特定技能と技能実習|2つの在留資格の違いや採用する際の判断基準など

2019年に新設された在留資格「特定技能」ですが、似た名前の在留資格である「技能実習」と混同している方が多いようです。
しかし、この2つは似ているようで全く制度であり、こういった勘違いからトラブルを招くこともあります。
そこで今回は、経営者の皆さんがご自身の企業で採用するにあたってどちらを採用すべきか迷うことのないよう、「特定技能」と「技能実習」の2つの在留資格の違いをしっかり解説いたします。

目次

在留資格「特定技能」と「技能実習」とは

まずは、「特定技能」と「技能実習」のそれぞれの制度の概要を理解しましょう。
それぞれの制度が創設された目的が分かれば、違いもはっきりしてくるでしょう。

特定技能とは

特定技能制度は、2019年に労働力不足に対処するために創設された制度で、特定の業種で働ける外国人労働者を受け入れる仕組みです。
特定技能で来日する外国人は、日本語能力試験と技能試験に合格した即戦力が期待される労働者です。
この制度には「特定技能1号」と「特定技能2号」があり、1号は最大5年間の在留が可能、2号では在留期間の制限はありません。2号はより高度な技能が必要とされ、家族の帯同や在留期間の更新が可能です。

特定技能制度や、特定技能外国人を受け入れるための費用については、下記でも解説しておりますので合わせてご覧ください。

技能実習とは

技能実習制度は、1993年に創設された在留資格で、日本が発展途上国の人々に技能や技術を習得させるための国際貢献を目的とした制度です。
この制度により、実習生は日本企業での労働を通じて技能を身につけ、帰国後に自国の発展に貢献することが期待されています。

◆ 依頼文 1: 記録の中から、文字列「wall」を含む行をすべて列挙せよ。大文字と小文字は区別する。

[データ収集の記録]
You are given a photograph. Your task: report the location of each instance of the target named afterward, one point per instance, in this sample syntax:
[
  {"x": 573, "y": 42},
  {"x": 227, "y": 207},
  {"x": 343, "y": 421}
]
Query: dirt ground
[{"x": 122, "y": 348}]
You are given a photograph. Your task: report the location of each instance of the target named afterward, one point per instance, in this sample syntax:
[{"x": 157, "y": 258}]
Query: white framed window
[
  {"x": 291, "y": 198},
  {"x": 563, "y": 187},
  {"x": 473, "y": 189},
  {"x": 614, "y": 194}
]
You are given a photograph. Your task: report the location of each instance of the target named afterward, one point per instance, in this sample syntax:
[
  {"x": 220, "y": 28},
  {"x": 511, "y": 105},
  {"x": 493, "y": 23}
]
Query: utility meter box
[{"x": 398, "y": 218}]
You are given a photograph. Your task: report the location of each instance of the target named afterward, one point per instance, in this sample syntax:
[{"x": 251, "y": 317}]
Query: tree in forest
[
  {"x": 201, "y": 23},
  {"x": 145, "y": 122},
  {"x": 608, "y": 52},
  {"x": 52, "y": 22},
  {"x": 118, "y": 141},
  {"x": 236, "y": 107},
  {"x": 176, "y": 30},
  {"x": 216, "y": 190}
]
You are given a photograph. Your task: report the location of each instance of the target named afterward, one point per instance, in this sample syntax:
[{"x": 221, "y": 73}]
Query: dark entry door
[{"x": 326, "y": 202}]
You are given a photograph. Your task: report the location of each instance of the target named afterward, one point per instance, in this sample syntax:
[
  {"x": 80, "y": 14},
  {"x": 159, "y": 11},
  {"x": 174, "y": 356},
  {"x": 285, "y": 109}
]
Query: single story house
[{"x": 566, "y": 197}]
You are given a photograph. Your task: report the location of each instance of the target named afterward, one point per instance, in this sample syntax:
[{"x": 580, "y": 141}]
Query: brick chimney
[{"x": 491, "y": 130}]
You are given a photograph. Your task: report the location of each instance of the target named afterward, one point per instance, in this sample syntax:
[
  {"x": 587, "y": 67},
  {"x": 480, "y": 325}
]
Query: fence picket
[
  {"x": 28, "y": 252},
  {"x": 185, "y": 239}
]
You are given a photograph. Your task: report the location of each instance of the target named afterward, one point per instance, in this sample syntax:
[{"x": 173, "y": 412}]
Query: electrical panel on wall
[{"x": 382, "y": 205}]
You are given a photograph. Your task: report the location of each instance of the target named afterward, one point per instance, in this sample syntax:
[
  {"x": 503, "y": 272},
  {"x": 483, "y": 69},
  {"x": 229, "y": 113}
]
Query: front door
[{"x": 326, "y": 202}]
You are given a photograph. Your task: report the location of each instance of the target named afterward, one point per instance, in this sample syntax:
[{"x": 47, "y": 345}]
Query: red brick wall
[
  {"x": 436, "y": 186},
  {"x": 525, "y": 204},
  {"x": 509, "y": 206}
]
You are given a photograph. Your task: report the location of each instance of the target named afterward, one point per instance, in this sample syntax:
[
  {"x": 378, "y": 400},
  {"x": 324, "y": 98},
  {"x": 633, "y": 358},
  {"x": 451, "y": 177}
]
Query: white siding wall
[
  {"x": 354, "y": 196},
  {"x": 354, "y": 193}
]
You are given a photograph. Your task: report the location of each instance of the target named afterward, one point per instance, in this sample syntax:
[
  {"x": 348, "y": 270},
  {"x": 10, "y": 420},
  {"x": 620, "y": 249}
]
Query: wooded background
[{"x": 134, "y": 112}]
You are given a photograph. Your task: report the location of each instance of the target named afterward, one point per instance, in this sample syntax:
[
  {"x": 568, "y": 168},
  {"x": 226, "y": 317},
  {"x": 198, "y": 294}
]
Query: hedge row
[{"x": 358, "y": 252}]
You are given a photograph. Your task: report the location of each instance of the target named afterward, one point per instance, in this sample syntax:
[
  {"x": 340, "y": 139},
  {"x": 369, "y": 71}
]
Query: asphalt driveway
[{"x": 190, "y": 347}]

◆ 依頼文 2: 文書のうち「この制度には「特定技能1号」」から「することが期待されています。」までのすべてを、一字も変えずに再掲せよ。

◆ 完全な回答 1:
Query: electrical panel on wall
Query: red brick wall
Query: white siding wall

◆ 完全な回答 2:
この制度には「特定技能1号」と「特定技能2号」があり、1号は最大5年間の在留が可能、2号では在留期間の制限はありません。2号はより高度な技能が必要とされ、家族の帯同や在留期間の更新が可能です。

特定技能制度や、特定技能外国人を受け入れるための費用については、下記でも解説しておりますので合わせてご覧ください。

技能実習とは

技能実習制度は、1993年に創設された在留資格で、日本が発展途上国の人々に技能や技術を習得させるための国際貢献を目的とした制度です。
この制度により、実習生は日本企業での労働を通じて技能を身につけ、帰国後に自国の発展に貢献することが期待されています。